_Sezione di testo:_
--------------------------------------------------

Risultati simili sono apparsi nella ricerca di Bernhard et al.
I costi
In termini costi-benefici, i vantaggi in merito all’adozione della stampa 3D nella preparazione chirurgica sono evidenti. Gli studi più recenti hanno evidenziato che il loro impiego ha permesso di ridurre di 62 minuti la durata di ciascun intervento di chirurgia ortopedica e maxillo-facciale, il che corrisponde a un risparmio di circa 3.374 euro. D’altra parte, è anche emerso che in chirurgia generale un modello 3D costa da 100 a 700 euro e richiede per la sua produzione cinque ore di lavoro da parte di personale specializzato e dalle 9 alle 22 ore di funzionamento della stampante.
Considerazioni simili vanno fatte per le attività di training del personale medico e degli specializzandi. I modelli 3D, che riproducono casi reali e specifici, hanno costi superiori rispetto ai modelli standard prodotti a grande scala da aziende specializzate. Ma le ricadute positive consistono in un miglior addestramento su casi reali, consentendo una successiva efficacia durante l’intervento chirurgico.

--------------------------------------------------

_Dati forniti:_
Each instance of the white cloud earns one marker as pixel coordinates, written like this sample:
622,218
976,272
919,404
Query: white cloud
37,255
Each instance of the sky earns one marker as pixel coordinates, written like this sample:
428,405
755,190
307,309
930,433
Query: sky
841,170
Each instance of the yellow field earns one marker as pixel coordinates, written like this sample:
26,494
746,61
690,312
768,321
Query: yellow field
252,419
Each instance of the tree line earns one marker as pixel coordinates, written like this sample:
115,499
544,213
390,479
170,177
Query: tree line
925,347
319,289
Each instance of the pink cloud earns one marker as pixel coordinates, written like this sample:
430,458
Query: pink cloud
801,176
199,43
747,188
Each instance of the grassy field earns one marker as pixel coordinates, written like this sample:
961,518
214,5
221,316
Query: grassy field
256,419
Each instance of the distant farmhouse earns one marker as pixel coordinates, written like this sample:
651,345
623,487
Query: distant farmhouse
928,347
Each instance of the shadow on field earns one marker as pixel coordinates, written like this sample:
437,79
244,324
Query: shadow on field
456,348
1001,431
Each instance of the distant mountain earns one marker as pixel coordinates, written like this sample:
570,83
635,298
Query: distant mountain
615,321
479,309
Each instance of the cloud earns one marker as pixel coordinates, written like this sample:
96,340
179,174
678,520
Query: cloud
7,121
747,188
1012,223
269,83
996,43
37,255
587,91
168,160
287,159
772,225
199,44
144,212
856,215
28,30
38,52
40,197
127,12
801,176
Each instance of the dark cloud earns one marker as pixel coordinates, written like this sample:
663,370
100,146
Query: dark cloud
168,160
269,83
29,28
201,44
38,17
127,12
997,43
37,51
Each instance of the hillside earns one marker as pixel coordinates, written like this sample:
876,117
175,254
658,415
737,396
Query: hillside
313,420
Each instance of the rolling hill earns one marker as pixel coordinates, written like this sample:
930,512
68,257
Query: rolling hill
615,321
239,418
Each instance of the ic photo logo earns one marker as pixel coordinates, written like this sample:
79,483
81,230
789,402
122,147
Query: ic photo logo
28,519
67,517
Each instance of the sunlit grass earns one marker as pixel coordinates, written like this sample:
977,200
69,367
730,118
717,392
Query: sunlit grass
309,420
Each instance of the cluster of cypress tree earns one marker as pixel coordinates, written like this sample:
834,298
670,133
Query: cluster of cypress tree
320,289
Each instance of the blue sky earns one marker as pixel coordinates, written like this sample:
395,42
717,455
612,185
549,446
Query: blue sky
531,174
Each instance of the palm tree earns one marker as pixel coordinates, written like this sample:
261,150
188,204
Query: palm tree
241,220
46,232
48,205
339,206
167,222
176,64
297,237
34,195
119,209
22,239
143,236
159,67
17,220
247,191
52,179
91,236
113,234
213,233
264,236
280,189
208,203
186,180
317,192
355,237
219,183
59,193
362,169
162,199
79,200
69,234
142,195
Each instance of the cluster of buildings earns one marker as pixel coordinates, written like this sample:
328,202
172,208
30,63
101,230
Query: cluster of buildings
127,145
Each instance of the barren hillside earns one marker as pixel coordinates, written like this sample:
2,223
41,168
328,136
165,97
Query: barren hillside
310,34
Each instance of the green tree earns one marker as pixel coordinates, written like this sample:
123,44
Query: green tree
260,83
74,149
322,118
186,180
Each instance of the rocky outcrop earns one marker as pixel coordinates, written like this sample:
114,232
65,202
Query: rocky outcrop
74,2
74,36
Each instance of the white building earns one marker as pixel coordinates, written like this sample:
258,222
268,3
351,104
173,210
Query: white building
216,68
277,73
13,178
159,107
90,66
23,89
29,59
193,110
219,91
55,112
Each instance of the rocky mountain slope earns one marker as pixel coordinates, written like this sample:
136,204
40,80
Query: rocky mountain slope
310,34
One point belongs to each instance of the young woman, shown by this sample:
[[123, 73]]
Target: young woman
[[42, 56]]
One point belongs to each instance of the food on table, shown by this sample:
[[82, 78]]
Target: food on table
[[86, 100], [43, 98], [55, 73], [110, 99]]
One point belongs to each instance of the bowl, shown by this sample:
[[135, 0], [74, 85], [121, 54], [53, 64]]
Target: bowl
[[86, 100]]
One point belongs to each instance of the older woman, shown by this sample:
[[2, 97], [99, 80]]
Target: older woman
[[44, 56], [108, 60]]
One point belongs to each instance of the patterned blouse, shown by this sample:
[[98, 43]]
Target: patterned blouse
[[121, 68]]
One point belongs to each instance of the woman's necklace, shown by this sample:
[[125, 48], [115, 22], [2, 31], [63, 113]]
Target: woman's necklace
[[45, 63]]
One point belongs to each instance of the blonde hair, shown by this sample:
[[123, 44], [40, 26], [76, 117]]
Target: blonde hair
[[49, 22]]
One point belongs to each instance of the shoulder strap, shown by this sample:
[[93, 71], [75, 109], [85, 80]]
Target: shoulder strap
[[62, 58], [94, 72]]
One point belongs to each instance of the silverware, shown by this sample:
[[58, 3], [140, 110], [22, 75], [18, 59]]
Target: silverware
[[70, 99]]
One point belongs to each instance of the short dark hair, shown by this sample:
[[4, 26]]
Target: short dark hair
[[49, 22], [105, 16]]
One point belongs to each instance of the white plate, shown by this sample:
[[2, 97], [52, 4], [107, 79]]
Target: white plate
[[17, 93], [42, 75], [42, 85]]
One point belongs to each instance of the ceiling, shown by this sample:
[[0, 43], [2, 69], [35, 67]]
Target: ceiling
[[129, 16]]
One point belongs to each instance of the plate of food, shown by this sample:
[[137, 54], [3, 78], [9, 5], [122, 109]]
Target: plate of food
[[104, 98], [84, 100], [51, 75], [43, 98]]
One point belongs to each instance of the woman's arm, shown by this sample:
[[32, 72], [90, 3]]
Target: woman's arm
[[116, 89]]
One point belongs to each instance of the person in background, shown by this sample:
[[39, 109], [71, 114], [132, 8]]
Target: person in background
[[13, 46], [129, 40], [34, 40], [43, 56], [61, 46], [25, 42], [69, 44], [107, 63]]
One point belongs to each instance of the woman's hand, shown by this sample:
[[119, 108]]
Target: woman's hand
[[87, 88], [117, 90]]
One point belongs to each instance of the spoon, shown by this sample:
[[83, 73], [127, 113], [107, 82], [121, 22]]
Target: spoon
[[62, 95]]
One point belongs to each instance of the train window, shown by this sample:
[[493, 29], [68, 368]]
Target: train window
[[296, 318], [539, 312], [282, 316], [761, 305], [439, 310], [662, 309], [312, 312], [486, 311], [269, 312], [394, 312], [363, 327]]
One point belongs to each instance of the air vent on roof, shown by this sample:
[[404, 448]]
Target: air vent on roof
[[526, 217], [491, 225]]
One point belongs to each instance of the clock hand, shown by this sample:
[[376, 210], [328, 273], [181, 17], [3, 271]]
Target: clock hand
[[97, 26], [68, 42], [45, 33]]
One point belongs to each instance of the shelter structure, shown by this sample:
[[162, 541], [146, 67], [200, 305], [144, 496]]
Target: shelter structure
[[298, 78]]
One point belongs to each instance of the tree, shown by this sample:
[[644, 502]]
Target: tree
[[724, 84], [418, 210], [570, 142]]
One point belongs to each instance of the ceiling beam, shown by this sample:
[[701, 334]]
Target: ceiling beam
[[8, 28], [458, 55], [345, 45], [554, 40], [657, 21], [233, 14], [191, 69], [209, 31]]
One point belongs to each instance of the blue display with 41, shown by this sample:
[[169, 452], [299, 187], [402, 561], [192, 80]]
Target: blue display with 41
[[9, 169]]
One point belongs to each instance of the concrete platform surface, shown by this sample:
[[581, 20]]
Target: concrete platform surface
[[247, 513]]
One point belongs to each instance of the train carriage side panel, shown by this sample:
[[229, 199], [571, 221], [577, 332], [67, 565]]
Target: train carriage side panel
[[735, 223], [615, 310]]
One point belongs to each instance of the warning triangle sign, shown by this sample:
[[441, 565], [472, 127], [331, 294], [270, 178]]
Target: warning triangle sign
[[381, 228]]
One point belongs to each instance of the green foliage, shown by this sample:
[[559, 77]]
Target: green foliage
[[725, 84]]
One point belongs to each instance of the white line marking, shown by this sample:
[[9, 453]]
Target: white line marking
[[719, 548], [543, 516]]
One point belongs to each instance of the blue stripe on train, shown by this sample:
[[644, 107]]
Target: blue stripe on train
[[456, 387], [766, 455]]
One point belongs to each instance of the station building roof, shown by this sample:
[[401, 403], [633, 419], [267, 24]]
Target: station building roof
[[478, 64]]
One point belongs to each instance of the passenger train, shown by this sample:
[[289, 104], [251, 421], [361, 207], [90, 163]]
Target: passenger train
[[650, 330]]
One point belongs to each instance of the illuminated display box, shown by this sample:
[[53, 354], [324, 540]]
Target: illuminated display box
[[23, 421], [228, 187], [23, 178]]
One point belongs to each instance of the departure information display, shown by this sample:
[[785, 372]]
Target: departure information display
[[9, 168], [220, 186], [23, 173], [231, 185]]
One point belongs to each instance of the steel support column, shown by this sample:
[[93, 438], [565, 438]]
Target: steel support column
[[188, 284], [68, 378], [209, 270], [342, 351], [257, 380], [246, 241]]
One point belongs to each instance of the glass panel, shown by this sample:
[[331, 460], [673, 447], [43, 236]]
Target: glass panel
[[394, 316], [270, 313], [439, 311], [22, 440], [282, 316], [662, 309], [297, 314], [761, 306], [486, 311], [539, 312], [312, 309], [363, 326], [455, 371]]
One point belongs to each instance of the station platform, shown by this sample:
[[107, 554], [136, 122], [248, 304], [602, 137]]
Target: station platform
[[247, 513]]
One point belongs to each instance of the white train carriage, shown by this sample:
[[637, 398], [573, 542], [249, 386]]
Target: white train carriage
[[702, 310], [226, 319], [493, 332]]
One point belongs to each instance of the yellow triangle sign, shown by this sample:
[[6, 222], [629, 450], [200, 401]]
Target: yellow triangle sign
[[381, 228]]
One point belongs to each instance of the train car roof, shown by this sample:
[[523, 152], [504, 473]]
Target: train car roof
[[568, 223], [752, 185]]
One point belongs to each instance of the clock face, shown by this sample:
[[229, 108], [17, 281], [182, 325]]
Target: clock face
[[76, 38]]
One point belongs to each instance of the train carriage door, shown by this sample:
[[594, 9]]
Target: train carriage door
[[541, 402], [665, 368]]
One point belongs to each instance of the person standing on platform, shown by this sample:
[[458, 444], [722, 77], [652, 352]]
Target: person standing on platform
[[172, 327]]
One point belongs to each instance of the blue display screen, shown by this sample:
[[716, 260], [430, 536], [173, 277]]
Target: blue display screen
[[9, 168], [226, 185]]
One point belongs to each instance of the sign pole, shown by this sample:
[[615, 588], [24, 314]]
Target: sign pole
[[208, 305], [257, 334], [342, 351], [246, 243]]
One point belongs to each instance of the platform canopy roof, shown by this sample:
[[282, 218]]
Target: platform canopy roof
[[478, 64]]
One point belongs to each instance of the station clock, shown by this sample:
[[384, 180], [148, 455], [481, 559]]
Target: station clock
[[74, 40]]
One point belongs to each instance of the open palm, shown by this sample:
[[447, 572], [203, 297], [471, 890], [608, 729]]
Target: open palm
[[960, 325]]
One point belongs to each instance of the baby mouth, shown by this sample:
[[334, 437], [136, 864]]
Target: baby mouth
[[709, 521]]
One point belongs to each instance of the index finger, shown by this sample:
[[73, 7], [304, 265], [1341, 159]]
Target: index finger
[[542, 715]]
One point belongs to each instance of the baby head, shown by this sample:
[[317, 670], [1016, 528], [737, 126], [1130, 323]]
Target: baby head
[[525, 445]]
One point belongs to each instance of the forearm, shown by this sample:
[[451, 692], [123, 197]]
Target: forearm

--------------------------------------------------

_Cosa fare:_
Copia fedelmente il brano sui costi della stampa 3D in chirurgia da "Considerazioni simili vanno" a "durante l’intervento chirurgico.", entrambi gli estremi inclusi.

_Risultato richiesto:_
Considerazioni simili vanno fatte per le attività di training del personale medico e degli specializzandi. I modelli 3D, che riproducono casi reali e specifici, hanno costi superiori rispetto ai modelli standard prodotti a grande scala da aziende specializzate. Ma le ricadute positive consistono in un miglior addestramento su casi reali, consentendo una successiva efficacia durante l’intervento chirurgico.